Directions for this task: Whenever a line in the entries includes the word "groom", copy that line out.

•••••

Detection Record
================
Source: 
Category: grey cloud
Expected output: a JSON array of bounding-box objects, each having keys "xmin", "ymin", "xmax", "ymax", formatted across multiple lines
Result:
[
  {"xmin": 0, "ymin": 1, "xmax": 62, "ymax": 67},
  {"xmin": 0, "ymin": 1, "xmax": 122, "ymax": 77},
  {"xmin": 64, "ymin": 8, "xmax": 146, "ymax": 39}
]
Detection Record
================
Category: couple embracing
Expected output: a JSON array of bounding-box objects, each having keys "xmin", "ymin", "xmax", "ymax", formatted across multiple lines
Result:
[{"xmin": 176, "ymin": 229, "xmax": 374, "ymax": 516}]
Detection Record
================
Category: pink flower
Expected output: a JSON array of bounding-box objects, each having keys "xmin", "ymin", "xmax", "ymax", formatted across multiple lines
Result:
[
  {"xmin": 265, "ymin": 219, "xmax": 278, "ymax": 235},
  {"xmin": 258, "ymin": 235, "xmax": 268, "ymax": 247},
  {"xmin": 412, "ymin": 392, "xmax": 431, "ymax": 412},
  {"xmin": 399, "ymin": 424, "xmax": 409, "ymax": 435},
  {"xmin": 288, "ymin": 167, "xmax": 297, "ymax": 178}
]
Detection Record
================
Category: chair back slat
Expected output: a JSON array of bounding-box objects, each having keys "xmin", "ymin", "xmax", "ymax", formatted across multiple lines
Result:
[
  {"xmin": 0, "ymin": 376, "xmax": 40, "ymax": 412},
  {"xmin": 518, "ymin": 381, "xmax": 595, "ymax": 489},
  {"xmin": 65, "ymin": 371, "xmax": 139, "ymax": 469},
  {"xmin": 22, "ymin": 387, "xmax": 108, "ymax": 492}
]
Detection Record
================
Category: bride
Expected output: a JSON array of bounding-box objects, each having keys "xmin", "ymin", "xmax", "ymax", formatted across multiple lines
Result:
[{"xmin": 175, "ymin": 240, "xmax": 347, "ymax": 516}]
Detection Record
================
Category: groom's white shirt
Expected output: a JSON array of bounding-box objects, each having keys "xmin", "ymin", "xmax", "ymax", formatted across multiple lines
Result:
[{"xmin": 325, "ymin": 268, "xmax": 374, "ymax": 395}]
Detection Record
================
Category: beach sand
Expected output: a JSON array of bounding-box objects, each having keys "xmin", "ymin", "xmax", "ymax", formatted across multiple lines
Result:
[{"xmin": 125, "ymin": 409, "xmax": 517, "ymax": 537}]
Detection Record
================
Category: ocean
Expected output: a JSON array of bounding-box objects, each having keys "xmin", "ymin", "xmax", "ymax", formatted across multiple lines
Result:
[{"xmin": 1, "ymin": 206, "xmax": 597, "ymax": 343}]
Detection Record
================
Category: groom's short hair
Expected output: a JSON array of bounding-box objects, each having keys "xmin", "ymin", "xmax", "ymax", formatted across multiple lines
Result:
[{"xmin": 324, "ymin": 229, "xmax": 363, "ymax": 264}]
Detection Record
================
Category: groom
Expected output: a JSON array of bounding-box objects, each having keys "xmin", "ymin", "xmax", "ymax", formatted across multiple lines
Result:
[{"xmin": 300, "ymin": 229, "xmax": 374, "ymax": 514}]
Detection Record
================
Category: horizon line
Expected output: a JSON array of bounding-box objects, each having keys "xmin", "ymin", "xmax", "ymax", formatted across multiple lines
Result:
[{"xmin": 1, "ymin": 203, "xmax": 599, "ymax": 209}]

•••••

Output of the exercise:
Category: groom's white shirt
Category: groom's short hair
Category: groom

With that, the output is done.